**Items from a data source:**
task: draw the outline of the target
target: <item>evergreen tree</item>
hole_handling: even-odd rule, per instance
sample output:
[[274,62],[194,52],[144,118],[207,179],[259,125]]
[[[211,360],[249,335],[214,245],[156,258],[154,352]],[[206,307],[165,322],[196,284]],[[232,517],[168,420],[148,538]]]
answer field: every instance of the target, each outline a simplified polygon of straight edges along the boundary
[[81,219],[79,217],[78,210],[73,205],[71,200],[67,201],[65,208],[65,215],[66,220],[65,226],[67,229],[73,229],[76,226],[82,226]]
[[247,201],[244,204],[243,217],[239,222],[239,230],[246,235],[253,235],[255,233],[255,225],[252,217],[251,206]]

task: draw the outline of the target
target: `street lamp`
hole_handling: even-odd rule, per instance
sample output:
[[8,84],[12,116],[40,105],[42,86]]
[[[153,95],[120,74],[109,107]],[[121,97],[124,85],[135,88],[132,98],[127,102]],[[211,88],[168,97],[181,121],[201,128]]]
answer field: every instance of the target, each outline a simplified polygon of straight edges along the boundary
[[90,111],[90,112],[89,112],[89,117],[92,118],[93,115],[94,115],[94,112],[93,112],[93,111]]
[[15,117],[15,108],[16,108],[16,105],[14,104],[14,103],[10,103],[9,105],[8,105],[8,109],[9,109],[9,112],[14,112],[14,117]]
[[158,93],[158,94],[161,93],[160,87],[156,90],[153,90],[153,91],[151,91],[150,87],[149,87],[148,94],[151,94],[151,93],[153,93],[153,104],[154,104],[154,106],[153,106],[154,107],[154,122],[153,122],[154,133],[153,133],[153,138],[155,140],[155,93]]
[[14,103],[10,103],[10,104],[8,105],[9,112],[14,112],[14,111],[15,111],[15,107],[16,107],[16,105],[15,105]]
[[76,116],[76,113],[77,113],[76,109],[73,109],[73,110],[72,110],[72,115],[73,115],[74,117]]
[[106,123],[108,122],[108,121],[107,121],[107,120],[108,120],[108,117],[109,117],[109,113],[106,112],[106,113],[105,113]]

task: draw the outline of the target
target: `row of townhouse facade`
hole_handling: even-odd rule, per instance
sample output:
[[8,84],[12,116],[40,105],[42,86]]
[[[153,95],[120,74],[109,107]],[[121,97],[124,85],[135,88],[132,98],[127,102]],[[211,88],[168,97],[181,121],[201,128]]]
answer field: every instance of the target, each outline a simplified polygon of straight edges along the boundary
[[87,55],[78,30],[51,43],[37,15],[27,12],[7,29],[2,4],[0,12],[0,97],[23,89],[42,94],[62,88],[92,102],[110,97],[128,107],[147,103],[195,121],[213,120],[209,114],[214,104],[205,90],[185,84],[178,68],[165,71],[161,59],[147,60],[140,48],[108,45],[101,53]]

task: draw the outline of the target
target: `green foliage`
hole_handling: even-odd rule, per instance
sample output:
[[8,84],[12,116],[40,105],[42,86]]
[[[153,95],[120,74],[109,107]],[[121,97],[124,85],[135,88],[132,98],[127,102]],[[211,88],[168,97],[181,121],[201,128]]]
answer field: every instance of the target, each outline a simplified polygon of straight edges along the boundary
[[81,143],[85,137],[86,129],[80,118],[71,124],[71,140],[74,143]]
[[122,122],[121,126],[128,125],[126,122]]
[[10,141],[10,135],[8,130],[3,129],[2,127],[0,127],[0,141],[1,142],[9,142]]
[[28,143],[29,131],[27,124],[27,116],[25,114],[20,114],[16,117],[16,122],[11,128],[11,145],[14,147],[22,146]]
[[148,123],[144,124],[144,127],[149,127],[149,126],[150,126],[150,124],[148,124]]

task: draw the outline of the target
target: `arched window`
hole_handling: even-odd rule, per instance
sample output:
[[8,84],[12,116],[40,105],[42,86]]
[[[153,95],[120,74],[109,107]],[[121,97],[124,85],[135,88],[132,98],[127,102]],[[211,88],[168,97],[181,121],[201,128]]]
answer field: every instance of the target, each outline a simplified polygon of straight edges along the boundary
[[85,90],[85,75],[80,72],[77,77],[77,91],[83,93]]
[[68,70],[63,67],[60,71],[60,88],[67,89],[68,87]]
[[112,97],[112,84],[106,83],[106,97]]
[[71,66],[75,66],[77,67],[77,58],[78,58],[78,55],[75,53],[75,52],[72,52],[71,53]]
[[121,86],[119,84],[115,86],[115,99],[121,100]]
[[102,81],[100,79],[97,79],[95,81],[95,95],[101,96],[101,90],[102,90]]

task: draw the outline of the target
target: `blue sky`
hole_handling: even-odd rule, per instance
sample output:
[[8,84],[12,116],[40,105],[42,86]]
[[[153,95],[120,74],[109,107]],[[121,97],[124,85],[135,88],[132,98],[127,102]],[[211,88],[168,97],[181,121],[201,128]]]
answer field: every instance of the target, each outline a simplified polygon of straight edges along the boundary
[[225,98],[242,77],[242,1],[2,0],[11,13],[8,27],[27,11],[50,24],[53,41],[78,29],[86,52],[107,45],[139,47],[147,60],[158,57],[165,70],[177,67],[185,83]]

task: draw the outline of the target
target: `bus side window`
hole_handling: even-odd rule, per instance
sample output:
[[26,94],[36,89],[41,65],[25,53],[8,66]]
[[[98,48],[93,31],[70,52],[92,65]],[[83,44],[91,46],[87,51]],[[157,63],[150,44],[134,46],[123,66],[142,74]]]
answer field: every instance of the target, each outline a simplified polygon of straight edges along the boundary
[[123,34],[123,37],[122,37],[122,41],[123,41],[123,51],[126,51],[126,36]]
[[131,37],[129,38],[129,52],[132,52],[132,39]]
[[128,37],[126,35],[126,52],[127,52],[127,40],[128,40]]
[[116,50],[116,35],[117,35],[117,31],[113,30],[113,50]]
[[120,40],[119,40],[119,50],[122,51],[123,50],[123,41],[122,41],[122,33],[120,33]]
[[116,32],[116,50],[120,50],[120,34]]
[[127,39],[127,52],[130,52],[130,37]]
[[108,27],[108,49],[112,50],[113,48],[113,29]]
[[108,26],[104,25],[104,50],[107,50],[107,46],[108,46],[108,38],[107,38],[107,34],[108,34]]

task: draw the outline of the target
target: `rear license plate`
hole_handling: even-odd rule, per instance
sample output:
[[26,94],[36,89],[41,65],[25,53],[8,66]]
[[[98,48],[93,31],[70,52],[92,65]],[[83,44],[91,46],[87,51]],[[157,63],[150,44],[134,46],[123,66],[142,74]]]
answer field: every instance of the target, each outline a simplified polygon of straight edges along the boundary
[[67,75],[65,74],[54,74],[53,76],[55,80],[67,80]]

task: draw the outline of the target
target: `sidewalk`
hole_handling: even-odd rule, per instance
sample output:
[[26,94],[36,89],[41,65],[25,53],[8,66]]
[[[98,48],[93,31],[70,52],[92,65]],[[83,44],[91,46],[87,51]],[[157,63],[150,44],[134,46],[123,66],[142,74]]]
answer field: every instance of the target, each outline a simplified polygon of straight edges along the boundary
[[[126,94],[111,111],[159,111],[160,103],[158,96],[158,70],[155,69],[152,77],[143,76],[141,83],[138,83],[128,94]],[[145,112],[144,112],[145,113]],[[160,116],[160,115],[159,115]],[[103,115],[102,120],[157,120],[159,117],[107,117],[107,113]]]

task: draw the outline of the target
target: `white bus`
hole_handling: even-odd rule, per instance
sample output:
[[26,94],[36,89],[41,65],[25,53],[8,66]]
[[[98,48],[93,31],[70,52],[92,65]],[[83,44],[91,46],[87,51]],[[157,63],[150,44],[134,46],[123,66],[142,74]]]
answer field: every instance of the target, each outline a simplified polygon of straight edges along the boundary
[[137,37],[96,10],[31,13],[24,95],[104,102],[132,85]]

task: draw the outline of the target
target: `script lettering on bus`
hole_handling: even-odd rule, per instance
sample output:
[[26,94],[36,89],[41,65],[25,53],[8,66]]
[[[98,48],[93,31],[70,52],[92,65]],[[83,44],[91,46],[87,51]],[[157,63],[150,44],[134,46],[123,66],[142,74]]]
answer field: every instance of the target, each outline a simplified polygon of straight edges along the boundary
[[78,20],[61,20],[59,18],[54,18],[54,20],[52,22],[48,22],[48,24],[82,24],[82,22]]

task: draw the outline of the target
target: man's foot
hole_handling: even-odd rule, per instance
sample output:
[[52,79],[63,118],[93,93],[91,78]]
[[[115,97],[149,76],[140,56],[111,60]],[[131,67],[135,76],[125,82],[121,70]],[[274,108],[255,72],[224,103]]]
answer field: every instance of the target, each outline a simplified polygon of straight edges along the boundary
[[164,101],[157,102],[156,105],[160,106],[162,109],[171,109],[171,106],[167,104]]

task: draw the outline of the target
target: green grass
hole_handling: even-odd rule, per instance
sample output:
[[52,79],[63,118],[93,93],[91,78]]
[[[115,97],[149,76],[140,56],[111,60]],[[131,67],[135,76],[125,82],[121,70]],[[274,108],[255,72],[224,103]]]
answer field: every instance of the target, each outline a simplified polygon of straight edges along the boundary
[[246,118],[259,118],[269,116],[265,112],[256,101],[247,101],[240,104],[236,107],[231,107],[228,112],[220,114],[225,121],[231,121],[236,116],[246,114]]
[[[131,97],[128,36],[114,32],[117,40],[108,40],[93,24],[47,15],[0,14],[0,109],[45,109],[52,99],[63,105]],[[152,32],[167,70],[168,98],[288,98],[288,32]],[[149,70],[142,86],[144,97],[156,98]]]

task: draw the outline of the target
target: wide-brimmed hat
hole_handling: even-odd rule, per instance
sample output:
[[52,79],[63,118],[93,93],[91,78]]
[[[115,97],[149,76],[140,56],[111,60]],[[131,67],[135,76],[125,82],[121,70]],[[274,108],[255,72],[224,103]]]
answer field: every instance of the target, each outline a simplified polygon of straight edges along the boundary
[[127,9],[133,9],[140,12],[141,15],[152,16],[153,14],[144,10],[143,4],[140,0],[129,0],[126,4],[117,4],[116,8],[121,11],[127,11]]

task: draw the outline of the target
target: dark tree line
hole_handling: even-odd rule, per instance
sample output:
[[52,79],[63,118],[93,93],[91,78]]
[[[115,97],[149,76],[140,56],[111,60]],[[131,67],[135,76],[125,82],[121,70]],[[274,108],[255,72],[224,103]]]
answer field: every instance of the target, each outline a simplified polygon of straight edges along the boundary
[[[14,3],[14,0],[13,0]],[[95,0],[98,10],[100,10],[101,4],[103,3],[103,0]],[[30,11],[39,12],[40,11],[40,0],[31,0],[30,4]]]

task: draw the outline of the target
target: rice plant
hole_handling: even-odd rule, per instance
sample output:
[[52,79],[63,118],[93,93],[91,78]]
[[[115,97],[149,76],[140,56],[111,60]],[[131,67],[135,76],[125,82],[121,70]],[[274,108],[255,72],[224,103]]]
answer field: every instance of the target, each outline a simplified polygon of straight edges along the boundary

**TASK OBJECTIVE:** Please pull out the lines of the data above, starting with the first line and going on through the line that contains "[[274,62],[194,52],[144,118],[207,179],[259,125]]". Copy them exactly as they appear.

**TASK SOLUTION:**
task: draw the outline of the target
target: <item>evergreen tree</item>
hole_handling: even-odd rule, per instance
sample output:
[[274,62],[194,52],[144,118],[207,179],[259,125]]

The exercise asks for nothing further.